Determine how many lines of the data below contain the string "sandy", with case counting as significant. Reply with the number alone.

• Stored rows:
## START

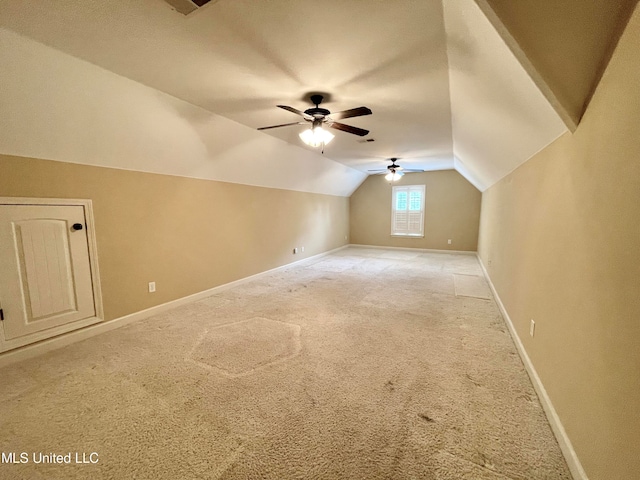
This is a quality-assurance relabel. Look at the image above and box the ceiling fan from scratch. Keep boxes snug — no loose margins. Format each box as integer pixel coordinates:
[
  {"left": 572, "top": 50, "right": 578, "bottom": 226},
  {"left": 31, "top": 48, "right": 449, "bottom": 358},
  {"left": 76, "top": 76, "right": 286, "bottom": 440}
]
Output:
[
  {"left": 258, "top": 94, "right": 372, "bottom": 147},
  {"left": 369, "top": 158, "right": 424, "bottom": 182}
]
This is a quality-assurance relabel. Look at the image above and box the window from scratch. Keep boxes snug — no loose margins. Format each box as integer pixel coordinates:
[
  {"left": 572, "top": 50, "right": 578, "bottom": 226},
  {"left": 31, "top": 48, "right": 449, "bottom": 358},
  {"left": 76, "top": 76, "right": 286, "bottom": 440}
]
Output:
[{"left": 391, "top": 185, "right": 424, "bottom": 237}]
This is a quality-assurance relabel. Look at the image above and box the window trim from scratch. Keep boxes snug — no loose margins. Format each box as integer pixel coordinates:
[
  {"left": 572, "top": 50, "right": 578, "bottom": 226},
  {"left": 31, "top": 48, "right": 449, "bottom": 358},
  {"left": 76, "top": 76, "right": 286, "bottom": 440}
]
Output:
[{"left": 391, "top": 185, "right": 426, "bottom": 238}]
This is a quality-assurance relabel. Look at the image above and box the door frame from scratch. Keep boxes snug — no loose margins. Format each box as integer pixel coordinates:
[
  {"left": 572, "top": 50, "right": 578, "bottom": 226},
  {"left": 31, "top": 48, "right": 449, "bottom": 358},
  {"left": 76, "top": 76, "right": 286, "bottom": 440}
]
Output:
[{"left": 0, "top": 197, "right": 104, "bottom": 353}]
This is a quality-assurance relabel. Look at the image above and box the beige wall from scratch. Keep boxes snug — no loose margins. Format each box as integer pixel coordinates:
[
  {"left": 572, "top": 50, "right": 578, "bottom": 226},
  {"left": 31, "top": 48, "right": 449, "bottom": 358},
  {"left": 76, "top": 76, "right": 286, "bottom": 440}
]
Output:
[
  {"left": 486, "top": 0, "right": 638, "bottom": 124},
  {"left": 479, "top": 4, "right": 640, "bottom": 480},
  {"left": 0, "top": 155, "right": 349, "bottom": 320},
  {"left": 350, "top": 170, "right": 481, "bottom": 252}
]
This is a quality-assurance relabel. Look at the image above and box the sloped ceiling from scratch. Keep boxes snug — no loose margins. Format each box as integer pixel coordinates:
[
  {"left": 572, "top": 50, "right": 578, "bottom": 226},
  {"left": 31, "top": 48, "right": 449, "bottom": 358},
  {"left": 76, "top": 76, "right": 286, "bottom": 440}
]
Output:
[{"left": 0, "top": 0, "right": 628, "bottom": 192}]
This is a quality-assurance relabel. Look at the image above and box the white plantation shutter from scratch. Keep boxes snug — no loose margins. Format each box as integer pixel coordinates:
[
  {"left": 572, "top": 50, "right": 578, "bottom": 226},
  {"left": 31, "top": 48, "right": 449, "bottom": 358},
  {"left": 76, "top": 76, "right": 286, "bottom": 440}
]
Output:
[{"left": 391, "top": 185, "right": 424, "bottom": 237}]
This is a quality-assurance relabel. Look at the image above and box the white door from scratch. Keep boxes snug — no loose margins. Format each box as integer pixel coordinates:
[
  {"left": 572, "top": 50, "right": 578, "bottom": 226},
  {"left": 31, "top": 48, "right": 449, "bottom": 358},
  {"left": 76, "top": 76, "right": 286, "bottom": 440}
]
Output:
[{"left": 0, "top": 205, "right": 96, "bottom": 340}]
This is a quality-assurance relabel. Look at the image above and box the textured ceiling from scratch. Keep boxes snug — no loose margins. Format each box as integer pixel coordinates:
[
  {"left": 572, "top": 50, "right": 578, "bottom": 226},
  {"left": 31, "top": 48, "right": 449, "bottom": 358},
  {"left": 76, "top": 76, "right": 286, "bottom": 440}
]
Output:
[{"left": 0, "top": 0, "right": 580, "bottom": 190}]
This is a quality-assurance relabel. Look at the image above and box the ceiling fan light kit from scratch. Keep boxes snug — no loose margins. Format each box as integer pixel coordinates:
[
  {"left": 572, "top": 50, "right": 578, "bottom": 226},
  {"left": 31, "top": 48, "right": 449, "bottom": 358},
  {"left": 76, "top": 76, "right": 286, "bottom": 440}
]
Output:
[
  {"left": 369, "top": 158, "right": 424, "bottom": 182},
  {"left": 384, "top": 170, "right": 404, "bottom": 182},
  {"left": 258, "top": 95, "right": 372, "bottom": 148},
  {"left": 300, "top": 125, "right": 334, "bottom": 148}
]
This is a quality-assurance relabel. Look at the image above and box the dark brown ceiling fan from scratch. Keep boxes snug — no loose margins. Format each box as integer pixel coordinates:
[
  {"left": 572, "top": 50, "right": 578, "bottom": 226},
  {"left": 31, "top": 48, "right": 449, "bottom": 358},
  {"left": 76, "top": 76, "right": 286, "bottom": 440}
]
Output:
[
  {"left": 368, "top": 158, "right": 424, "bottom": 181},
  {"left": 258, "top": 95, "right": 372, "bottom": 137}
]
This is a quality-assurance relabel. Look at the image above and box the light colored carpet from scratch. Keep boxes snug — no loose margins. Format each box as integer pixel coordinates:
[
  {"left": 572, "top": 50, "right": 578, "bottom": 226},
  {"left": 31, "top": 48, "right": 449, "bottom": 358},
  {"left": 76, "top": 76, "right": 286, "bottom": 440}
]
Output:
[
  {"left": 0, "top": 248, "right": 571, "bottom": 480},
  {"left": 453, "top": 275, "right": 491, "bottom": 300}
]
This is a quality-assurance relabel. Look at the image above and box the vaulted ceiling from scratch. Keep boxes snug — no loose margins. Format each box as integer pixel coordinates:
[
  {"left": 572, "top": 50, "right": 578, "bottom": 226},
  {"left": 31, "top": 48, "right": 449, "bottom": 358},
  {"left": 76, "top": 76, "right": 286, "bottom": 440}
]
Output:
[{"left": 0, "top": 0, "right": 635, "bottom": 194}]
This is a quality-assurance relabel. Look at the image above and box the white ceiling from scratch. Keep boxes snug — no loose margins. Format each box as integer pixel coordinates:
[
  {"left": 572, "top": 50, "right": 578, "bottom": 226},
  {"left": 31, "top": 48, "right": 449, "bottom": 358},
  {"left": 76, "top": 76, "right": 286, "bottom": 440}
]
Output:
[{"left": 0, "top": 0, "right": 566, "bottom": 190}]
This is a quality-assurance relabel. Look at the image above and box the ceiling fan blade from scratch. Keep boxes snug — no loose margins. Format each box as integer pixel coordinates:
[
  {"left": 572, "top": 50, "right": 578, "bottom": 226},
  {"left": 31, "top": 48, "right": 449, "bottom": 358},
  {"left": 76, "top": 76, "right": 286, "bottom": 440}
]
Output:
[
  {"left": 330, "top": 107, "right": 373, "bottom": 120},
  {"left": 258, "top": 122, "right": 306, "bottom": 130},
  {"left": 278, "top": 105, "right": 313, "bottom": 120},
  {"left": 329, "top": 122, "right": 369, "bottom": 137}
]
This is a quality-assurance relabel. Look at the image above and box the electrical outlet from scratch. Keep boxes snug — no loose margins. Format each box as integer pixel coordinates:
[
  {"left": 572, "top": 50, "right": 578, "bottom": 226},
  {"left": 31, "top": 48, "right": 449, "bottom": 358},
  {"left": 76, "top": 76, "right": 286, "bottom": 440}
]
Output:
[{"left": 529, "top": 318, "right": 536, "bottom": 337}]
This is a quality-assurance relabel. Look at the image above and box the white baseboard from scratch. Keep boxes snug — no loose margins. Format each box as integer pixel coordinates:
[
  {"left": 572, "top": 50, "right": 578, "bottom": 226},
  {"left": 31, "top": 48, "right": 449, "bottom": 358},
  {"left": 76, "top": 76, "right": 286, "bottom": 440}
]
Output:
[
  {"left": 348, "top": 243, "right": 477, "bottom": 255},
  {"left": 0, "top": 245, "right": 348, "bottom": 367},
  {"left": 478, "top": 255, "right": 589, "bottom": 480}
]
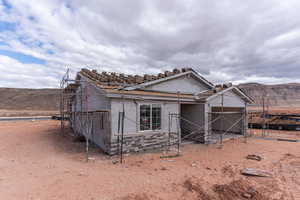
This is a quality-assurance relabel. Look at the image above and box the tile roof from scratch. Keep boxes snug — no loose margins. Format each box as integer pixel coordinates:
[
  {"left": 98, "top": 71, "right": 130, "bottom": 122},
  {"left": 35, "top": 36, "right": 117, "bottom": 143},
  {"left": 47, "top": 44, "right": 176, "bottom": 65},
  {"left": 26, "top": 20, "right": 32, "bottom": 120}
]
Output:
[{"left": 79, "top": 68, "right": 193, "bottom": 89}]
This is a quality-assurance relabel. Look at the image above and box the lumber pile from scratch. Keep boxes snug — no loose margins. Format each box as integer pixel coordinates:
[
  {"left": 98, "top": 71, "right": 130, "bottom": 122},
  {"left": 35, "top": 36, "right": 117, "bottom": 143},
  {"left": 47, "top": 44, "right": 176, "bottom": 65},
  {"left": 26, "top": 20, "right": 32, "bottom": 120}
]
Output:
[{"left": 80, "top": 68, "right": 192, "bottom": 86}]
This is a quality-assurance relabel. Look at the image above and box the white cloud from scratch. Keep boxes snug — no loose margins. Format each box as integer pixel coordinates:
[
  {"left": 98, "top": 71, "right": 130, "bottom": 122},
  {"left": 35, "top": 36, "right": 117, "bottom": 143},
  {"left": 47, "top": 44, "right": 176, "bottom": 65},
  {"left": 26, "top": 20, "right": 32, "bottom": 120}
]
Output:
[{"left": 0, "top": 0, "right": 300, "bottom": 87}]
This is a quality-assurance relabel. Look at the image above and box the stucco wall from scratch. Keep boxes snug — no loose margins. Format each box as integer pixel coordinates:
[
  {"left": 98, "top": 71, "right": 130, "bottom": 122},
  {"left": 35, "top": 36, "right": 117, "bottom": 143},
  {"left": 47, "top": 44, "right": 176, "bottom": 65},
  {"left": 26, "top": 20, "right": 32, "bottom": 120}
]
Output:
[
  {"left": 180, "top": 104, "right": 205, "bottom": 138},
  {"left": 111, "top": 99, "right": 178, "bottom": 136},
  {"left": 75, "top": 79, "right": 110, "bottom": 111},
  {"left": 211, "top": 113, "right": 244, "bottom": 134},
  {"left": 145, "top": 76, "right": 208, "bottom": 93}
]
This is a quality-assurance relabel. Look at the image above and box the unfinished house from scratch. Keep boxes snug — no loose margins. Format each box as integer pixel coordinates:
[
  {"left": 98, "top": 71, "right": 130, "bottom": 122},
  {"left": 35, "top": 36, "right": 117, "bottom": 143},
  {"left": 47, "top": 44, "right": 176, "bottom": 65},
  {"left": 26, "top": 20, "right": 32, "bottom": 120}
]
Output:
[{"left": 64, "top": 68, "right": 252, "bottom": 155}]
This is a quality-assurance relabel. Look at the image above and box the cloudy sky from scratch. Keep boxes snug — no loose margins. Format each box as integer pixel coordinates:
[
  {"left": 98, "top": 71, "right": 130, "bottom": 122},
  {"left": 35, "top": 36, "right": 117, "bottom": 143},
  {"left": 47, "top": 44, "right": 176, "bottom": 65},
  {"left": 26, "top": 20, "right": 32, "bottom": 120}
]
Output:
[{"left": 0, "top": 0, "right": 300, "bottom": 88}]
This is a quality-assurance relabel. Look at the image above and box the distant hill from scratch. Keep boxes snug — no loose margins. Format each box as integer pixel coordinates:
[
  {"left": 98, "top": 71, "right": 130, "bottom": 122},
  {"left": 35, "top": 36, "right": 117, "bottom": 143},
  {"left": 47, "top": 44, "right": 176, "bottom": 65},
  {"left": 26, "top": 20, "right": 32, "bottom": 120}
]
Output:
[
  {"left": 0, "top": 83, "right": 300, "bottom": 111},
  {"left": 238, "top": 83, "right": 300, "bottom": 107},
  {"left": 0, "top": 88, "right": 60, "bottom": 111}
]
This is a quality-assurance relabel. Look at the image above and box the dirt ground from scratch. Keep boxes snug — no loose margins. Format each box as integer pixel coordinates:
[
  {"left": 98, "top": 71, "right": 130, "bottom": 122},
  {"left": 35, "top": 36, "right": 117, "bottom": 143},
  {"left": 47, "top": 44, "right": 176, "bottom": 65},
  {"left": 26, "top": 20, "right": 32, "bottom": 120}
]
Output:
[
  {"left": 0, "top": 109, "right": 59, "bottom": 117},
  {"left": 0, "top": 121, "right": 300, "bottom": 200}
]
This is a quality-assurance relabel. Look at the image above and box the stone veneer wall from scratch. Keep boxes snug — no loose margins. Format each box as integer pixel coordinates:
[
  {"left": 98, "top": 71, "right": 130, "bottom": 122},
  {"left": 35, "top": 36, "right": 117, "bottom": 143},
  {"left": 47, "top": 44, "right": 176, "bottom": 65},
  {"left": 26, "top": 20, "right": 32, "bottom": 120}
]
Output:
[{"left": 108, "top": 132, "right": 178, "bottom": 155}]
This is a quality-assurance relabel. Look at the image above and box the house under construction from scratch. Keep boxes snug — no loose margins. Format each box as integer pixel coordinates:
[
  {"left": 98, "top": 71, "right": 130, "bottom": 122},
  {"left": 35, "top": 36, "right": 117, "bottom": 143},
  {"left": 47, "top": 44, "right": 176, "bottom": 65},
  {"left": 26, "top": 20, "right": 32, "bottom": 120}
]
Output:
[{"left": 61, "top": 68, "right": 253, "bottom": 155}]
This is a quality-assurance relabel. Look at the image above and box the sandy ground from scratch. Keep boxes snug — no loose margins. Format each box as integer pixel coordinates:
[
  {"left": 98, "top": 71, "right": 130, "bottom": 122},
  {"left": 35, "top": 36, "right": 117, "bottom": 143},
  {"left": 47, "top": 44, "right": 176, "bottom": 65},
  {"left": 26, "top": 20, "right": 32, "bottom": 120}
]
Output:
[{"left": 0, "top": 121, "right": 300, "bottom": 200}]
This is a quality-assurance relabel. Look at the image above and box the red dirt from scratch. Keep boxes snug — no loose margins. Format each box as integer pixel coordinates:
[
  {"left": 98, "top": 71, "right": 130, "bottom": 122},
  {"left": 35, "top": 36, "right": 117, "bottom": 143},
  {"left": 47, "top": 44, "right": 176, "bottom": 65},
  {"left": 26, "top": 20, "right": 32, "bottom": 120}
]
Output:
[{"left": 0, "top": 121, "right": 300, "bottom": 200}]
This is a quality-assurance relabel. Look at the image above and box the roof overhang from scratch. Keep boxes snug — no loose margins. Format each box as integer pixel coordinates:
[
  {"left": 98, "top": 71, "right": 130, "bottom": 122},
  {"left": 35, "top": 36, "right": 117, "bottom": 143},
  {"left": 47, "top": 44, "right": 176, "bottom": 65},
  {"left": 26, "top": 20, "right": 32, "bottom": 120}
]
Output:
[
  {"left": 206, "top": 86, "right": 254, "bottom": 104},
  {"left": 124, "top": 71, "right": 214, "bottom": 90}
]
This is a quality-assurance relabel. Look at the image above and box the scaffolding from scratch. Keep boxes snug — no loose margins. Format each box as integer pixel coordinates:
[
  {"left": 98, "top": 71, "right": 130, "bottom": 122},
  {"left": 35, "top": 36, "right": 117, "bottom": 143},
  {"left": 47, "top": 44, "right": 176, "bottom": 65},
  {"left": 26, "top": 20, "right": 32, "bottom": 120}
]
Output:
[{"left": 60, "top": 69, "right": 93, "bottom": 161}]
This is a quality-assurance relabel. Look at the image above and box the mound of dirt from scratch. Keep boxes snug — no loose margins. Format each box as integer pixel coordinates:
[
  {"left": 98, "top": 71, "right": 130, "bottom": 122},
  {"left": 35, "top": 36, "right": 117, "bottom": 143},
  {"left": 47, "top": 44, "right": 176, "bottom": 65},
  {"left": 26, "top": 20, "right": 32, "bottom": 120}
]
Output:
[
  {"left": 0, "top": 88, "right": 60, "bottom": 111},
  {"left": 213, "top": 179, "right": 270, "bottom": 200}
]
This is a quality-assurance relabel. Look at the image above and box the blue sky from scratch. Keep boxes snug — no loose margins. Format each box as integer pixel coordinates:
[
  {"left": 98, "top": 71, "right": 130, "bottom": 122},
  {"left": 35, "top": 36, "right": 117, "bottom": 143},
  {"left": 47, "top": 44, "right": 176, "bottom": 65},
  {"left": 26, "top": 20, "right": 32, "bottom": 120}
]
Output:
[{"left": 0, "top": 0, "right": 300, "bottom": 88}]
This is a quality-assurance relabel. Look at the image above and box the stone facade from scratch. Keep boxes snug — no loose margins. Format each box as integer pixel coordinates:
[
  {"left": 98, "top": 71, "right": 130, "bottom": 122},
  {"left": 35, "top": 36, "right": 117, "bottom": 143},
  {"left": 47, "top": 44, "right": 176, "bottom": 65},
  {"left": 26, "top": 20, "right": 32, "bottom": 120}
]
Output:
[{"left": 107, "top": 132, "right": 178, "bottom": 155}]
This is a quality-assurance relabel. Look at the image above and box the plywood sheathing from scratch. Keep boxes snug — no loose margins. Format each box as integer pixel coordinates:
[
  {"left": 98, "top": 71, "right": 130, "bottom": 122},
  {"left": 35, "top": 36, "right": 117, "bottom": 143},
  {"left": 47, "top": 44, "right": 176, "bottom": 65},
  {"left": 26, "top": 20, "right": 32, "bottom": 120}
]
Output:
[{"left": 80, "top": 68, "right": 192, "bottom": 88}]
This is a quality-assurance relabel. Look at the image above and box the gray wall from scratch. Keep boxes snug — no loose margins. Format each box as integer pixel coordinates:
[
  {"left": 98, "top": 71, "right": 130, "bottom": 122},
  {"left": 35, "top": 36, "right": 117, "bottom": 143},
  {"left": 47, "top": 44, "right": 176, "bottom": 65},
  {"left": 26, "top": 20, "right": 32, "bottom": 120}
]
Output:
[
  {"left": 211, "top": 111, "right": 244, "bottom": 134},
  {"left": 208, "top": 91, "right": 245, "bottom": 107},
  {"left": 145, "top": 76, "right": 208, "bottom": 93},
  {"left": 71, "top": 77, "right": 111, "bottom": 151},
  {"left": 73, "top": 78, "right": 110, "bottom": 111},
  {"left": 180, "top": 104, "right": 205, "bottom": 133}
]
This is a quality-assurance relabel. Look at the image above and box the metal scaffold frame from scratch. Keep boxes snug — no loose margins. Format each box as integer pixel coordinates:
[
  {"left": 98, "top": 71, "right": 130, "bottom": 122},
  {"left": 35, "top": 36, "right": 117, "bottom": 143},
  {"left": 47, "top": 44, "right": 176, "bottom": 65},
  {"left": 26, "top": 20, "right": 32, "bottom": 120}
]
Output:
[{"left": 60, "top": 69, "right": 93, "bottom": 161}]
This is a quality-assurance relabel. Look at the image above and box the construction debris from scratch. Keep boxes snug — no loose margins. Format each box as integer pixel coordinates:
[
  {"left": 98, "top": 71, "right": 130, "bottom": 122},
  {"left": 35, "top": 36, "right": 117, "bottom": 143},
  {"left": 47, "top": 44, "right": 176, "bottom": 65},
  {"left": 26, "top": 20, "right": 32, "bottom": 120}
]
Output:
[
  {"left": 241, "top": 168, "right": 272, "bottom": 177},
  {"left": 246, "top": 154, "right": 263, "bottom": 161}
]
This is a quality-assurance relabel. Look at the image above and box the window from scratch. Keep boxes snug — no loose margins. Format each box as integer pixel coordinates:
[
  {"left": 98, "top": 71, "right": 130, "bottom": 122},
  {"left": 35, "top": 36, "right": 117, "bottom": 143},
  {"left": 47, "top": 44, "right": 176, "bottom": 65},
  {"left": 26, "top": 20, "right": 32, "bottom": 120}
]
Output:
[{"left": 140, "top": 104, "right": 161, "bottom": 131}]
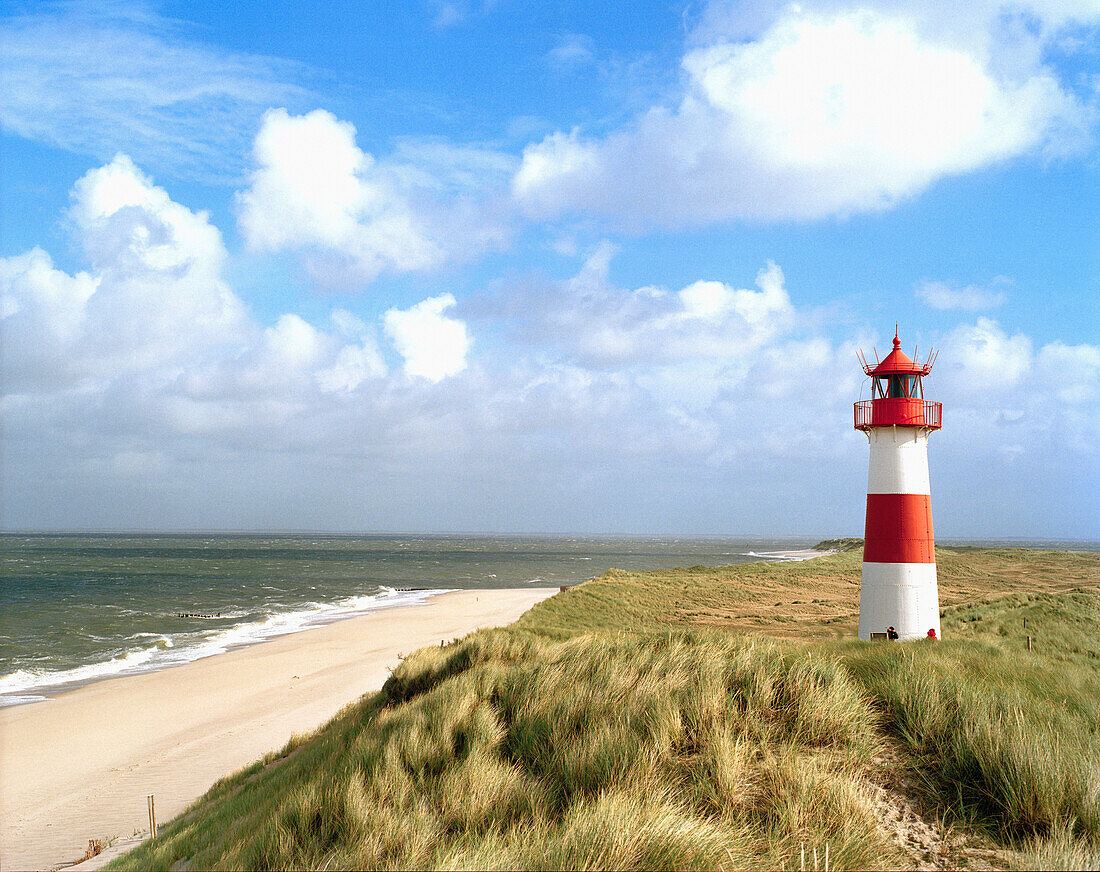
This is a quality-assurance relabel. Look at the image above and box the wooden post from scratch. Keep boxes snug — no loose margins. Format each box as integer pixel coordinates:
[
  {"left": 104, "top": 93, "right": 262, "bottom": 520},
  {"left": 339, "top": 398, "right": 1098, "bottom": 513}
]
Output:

## END

• Exercise result: 1